-- start Selected text --

Of the genuineness of this inscription some authorities are doubtful, but I include it here, nevertheless.

This whole region is now hidden behind the mask of smoke and mystery of the present infernal war.

Just what ruin lies behind this dropped curtain is uncertain. It has been reported that Soissons is in ashes, burned and sacked in revenge for the failure of the Verdun attack. At any rate its inhabitants are confined within the limits of the town, and it is understood that they are compelled to toil unceasingly for the invaders. The vast farmsteads and fields are understood to be worked to the utmost by the townspeople in regular "gangs" under the eyes of German officers, and that the crops have been regularly gathered and distributed under the remarkable system for which the Germans are noted. Other than these no details have been allowed to creep forth from this unfortunate town. That this sanctuary of architecture may perchance escape entire destruction at the hands of these barbarians is not too much to hope for, but that the Cathedral should be spared is inconceivable, when one remembers the fate of Rheims, Ypres, Louvain, Arras, Malines and Noyon, to mention but a few of the incomparable treasures that have vanished before their onslaught.

Soissons' magnificent monuments are now probably heaps of calcined stone and charred beams. Those marvels of painted glass will live henceforth only in the memory of those whose good fortune it was to have seen and valued them.

As I write this the Cathedral of Lâon is reported to be a wreck, and is thus added to the list. Words fail me.

These "murdered cities" are glorified forever more....

How one's imagination responds to their very names: Verdun, Amiens, Soissons, Rheims, Arras, Valenciennes!--and those others of Flanders: Bruges, Ghent, Louvain, Malines, Lille and Ypres--how full are these of grace and fancy. What ring of shield!--What clang of arms!

For forty years these towns have enjoyed peace and fancied security, while that once great power, with hypocritical words of good will towards all men, even while sending delegates to the conferences at The Hague, was deliberately planning the destruction of sleeping nations whose lands are now invaded; whose young manhood is disappearing in a storm of blood and iron; whose architectural treasures are now but smoldering heaps of ashes!

Rheims Cathedral, it is urged, was a landmark; a menace to the invader;--and this is true. It was a landmark, most certainly, and therefore it was a menace to the army of the invader, and was destroyed. This fact established, there followed the destruction of the other cathedrals, and it may be that before the invader is beaten off and pushed back over his own boundary line, those other great works of art still untouched will vanish under the rain of fire and shell--and none remain.

-- end Selected text --
-- start Material provided --

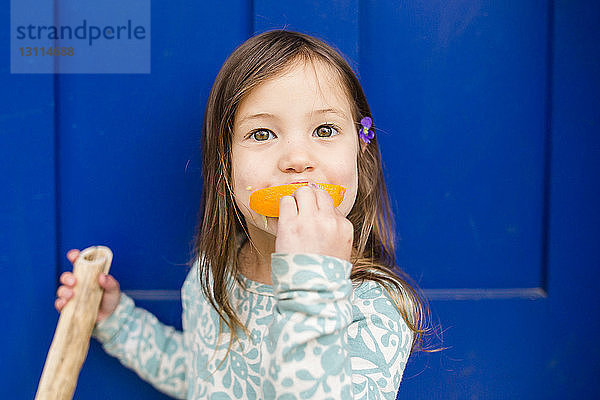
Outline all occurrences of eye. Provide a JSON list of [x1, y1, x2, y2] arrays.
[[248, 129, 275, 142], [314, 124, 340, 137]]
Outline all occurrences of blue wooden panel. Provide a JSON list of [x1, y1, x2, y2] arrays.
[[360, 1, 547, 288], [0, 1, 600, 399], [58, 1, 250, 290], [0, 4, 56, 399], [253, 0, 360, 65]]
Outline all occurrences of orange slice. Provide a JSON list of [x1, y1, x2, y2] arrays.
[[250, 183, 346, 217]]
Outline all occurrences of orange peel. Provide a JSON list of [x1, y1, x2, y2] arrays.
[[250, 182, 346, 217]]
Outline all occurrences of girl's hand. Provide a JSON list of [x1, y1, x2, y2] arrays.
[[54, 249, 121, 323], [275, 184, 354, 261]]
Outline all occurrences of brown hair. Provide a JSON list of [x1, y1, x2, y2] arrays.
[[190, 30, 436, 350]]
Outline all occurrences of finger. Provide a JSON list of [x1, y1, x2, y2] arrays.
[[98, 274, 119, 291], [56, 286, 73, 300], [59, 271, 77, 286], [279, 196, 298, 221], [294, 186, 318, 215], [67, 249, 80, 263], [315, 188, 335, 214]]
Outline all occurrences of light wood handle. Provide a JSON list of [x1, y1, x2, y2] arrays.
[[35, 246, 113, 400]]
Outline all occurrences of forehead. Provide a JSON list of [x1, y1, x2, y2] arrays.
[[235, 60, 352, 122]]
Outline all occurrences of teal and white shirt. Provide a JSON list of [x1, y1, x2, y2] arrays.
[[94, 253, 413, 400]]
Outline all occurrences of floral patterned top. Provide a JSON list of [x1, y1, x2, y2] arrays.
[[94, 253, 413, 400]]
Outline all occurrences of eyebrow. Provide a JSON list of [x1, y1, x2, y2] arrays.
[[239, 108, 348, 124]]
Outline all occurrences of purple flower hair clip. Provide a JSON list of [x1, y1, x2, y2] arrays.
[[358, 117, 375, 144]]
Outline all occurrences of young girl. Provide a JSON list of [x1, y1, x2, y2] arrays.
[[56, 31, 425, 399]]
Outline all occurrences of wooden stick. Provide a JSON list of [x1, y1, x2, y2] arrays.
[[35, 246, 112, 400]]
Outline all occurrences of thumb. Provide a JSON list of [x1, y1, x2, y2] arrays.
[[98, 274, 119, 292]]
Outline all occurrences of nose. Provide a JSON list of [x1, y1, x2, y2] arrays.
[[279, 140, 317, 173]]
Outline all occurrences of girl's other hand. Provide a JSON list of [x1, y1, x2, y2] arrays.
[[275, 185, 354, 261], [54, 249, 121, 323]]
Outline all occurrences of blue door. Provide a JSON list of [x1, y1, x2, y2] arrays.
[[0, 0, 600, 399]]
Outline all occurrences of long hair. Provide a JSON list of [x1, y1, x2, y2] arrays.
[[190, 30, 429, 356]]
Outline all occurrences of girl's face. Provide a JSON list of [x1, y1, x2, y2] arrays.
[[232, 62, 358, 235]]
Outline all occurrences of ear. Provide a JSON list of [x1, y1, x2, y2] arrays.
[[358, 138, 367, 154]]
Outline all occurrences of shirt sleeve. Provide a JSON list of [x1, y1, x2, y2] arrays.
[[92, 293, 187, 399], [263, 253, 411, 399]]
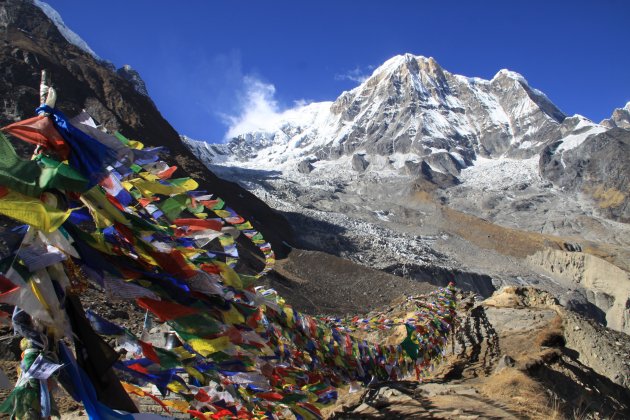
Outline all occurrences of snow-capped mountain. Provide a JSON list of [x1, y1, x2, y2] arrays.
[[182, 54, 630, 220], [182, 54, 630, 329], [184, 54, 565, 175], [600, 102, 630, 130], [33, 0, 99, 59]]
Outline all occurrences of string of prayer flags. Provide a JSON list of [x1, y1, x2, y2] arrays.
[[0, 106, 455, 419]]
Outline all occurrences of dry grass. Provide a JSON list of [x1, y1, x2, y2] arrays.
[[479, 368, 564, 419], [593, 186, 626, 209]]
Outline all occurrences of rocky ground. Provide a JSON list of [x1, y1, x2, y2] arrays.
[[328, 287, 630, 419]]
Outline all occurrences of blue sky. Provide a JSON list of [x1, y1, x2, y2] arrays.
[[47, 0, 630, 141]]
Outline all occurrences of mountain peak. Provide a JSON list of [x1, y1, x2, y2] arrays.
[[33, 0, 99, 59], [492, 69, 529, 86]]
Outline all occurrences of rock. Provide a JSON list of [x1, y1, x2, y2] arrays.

-- end Material provided --

What is asked >>
A - Render this sentence from the passage on Soissons into French: "Soissons' magnificent monuments are now probably heaps of calcined stone and charred beams."
B - Quote the portion of the passage on Soissons that begins with the words "How one's imagination" and ends with "heaps of ashes!".

Responses to the exercise >>
A - Les magnifiques monuments de Soissons ne sont probablement plus aujourd'hui que des amas de pierre calcinée et de poutres carbonisées.

B -
How one's imagination responds to their very names: Verdun, Amiens, Soissons, Rheims, Arras, Valenciennes!--and those others of Flanders: Bruges, Ghent, Louvain, Malines, Lille and Ypres--how full are these of grace and fancy. What ring of shield!--What clang of arms!

For forty years these towns have enjoyed peace and fancied security, while that once great power, with hypocritical words of good will towards all men, even while sending delegates to the conferences at The Hague, was deliberately planning the destruction of sleeping nations whose lands are now invaded; whose young manhood is disappearing in a storm of blood and iron; whose architectural treasures are now but smoldering heaps of ashes!